— WHAT IS NEEDED —
Reproduce the entire listing below verbatim, line for line, with no changes.

───── MATERIAL FOR THIS EXERCISE

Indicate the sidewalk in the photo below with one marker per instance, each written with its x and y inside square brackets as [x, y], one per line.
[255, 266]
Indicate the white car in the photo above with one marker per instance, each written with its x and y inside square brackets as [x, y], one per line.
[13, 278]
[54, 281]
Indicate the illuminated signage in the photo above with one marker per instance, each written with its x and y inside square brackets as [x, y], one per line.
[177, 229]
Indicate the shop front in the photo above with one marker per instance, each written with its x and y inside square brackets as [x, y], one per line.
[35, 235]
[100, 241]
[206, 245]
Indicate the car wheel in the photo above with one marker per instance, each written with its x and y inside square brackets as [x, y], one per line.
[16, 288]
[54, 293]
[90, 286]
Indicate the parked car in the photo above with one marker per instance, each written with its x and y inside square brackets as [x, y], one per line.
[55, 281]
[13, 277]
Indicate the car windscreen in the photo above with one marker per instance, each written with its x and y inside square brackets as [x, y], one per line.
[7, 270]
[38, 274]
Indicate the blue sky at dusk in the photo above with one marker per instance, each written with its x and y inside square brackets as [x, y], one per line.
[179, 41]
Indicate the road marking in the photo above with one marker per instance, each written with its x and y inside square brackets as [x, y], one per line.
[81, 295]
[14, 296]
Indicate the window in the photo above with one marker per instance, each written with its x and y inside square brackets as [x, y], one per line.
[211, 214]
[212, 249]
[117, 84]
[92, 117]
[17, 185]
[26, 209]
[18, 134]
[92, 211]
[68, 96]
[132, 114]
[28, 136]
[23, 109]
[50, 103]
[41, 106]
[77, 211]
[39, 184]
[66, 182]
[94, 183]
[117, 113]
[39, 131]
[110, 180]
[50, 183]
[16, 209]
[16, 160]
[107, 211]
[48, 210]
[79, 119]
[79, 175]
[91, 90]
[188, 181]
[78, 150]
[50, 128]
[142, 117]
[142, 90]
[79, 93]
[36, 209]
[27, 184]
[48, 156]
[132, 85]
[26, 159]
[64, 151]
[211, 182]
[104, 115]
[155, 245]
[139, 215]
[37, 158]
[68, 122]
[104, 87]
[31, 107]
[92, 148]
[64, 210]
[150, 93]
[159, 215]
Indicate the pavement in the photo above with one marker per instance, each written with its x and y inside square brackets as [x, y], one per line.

──────────

— REPLY TO THE EXERCISE —
Indicate the sidewalk in the photo below with one marker per instance, each written with its x and y inside square brackets as [x, y], one per line.
[255, 266]
Indicate the white car in the photo above with one marker per instance, each written with its x and y inside square brackets as [x, y], one per line.
[13, 278]
[54, 281]
Indicate the illuminated signage in the photo above with one marker per instance, each written with its x and y inside square brackets as [x, y], one per line.
[177, 229]
Indicate the shop front in the photo above with one marker per instance, each written with its x and y inside square brackets as [x, y], one per line.
[35, 235]
[100, 241]
[206, 245]
Indicate the car wheel in the photo above with one marker per instance, each written with its x and y inside square brackets as [x, y], one per line.
[16, 288]
[54, 293]
[90, 286]
Indicate the parked car in the photo above with one marker per instance, each written with its x and y inside square brackets as [x, y], one per line.
[55, 281]
[13, 277]
Indicate the car windscreen in the photo above with one marker per instance, each written with its x and y inside square brackets as [x, y], one per line.
[7, 270]
[38, 274]
Indicate the blue sky at dusk in the photo above with one marker per instance, each written with its x and y inside square brackets as [x, y], one per line.
[179, 41]
Indicate the road marking in the photo above with one marker per instance, each written with its x and y inside square brackets as [x, y], one per line.
[81, 295]
[14, 296]
Indicate the window in the photo above with one marker per instance, each written with its x and y inside square brackets as [x, y], one per line.
[211, 214]
[212, 249]
[117, 84]
[92, 117]
[17, 185]
[26, 209]
[18, 134]
[92, 211]
[68, 96]
[132, 114]
[28, 136]
[23, 109]
[50, 103]
[41, 106]
[77, 211]
[39, 184]
[66, 182]
[94, 183]
[117, 113]
[39, 131]
[110, 180]
[50, 183]
[16, 209]
[16, 160]
[107, 211]
[48, 210]
[79, 119]
[79, 175]
[91, 90]
[188, 181]
[78, 150]
[50, 128]
[142, 117]
[142, 90]
[79, 93]
[36, 209]
[27, 184]
[48, 156]
[132, 85]
[26, 159]
[64, 151]
[211, 182]
[104, 115]
[155, 245]
[139, 215]
[37, 158]
[68, 122]
[104, 87]
[31, 107]
[92, 148]
[64, 210]
[150, 93]
[159, 215]
Indicate the pavement in the photo above with one marker per instance, each written with its x and y inside square brackets as [x, y], one per line.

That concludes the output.